# Problem to work on
Reproduce every entry below character for character, keeping each line unchanged.

# Records supplied
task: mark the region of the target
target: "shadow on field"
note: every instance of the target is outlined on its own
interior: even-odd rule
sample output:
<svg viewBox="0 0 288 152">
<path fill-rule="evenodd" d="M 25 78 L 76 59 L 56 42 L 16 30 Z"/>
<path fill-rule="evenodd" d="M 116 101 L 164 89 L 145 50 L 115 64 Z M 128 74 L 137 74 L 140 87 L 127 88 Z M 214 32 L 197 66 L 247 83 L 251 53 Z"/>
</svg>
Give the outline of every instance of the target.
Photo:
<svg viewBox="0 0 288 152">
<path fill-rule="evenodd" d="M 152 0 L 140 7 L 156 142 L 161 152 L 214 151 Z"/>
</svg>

# Complete answer
task: mark the region of the target
target: "shadow on field"
note: every instance of the target is outlined on its own
interior: even-odd rule
sample output:
<svg viewBox="0 0 288 152">
<path fill-rule="evenodd" d="M 25 78 L 76 59 L 56 42 L 16 30 Z"/>
<path fill-rule="evenodd" d="M 116 101 L 164 89 L 145 50 L 115 64 Z M 128 74 L 137 74 L 140 87 L 127 88 Z M 214 32 L 197 66 L 247 83 L 251 53 Z"/>
</svg>
Give the outline of every instance of the target.
Photo:
<svg viewBox="0 0 288 152">
<path fill-rule="evenodd" d="M 152 0 L 140 7 L 156 142 L 161 152 L 214 151 Z"/>
</svg>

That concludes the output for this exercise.